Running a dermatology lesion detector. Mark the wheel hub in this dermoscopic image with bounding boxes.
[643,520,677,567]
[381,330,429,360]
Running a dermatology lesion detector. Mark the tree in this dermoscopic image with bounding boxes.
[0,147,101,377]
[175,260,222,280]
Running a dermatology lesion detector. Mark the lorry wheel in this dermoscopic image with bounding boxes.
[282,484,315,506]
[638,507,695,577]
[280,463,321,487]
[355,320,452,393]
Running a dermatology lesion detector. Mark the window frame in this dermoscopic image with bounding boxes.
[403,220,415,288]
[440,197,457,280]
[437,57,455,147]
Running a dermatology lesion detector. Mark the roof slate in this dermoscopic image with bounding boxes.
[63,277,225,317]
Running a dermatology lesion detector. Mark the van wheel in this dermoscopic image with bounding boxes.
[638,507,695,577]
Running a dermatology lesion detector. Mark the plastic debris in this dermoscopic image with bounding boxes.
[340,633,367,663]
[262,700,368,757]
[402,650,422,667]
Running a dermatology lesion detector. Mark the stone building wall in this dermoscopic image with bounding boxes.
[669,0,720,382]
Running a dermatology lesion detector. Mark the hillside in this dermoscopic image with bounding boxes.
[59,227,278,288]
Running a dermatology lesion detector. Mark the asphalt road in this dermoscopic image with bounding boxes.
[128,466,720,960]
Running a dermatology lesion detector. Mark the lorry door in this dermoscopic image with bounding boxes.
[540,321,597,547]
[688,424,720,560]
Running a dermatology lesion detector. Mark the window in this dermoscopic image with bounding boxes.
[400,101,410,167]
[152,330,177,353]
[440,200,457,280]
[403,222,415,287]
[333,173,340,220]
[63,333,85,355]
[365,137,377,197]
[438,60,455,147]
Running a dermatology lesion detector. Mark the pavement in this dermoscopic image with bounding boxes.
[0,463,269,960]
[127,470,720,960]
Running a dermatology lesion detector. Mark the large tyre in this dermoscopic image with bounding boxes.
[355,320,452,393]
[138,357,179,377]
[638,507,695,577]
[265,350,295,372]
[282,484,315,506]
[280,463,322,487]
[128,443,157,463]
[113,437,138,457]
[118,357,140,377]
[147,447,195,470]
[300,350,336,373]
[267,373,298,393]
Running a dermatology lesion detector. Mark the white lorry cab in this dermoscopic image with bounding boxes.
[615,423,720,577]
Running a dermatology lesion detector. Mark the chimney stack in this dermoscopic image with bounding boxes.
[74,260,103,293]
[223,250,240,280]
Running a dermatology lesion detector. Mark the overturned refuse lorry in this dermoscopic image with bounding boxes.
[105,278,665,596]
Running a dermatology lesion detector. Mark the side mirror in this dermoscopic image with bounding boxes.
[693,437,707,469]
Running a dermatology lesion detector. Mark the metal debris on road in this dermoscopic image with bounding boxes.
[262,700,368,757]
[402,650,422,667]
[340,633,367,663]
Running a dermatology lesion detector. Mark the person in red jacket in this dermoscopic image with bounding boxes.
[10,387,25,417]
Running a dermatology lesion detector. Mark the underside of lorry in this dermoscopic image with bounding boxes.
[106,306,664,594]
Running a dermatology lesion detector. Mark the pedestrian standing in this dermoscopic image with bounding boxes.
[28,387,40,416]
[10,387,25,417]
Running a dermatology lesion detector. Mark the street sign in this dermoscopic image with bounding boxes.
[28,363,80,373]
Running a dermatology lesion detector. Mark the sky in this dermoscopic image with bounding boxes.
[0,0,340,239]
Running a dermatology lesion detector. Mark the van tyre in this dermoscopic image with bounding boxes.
- - -
§ **SHORT PROBLEM**
Return all of the records above word for word, with nothing changed.

§ **RESPONSE TO THE TASK**
Running a dermatology lesion detector. Mark the wheel hub in this dermoscopic image with bounding boxes.
[643,520,677,567]
[381,330,429,360]
Running a dermatology lesion detector. Mark the tree in this dermoscopic image with bounding boxes.
[0,147,101,377]
[175,260,222,280]
Running a dermatology lesion detector. Mark the lorry wheel in this dermoscopic image with bounding boxes.
[282,484,315,506]
[638,507,695,577]
[280,463,321,487]
[355,320,452,393]
Running a dermatology lesion detector. Mark the window frame in this dermoscopic image with bounding boxes.
[403,220,415,288]
[440,197,457,280]
[437,57,455,147]
Running a dermatology lesion detector. Mark the roof slate in this dermoscopic image with bounding boxes.
[63,277,225,317]
Running a dermatology lesion detector. Mark the van wheel in this dermoscopic image with bounding boxes.
[638,507,695,577]
Running a dermatology lesion detector. Mark the plastic debris in this dermoscopic image with bounding boxes.
[340,633,367,663]
[262,700,368,757]
[402,650,422,667]
Running a dermatology lesion detector. Mark the stone building wall in this dermoscopic image with bounding boxes.
[669,0,720,382]
Running a dermatology lesion detector. Mark the hillside in this dermoscopic image with bounding boxes.
[59,227,278,288]
Running a dermatology lesion detector. Mark the asphalt road in this dermoscopic image with bounding boxes.
[128,466,720,960]
Running a dermatology lesion detector. Mark the lorry door in this dermoscopic image with bounding boxes.
[540,321,597,547]
[688,424,720,560]
Running a dermatology lesion detector. Mark the window in this dermoscopic image with bounding boxes.
[400,101,410,167]
[152,330,177,353]
[440,200,457,280]
[403,222,415,287]
[333,173,340,220]
[63,333,85,355]
[365,137,377,197]
[438,60,455,147]
Running a dermatology lesion detector. Mark the pavement in this dermoscopic image with bounding boxes.
[0,463,269,960]
[127,470,720,960]
Running a dermatology lesion detector. Mark the large tyre in this dermoscopic image with bounding boxes.
[355,320,452,393]
[138,357,179,377]
[638,507,695,577]
[265,350,295,372]
[282,484,315,506]
[280,463,322,487]
[128,443,157,463]
[113,437,138,457]
[118,357,140,377]
[147,447,195,470]
[300,350,336,373]
[267,373,298,393]
Running a dermatology lesion detector. Mark the white lorry cab in this dermoscopic image with bounding boxes.
[615,423,720,577]
Running a dermatology lesion detector. Mark the chimney stack in this dermoscopic image with bounding boxes.
[74,260,103,293]
[223,250,240,280]
Running a dermatology lesion detector. Mark the overturned refuse lorry in this dermoscopic image with bounding boxes.
[105,278,665,596]
Running a dermatology lesion detector. Mark the side mirror in this dermoscopic image with bounding boxes.
[693,437,707,469]
Running a dermatology lesion detector. Mark the metal debris on road in this dermoscopic image with bounding boxes.
[262,700,368,757]
[402,650,422,667]
[340,633,367,663]
Running a dermatology lesion detector. Mark the person in red jacket in this dermoscopic image with bounding boxes.
[10,387,25,417]
Running a dermatology lesion detector. Mark the underside of lorry in this dermoscopic image with bounding boxes.
[106,306,664,594]
Running a dermatology lesion detector. Mark the pedestrian standing in this dermoscopic image with bounding boxes.
[28,387,40,416]
[10,387,25,417]
Running a dermatology lesion detector. Mark the street sign in this dermoscopic image with bounding boxes.
[28,363,80,373]
Running a dermatology lesion detector. Mark the sky in this dermoscopic image with bounding boxes.
[0,0,340,239]
Running a dermatology lesion detector. Mark the van tyre in this dermoscopic image with bounding boxes.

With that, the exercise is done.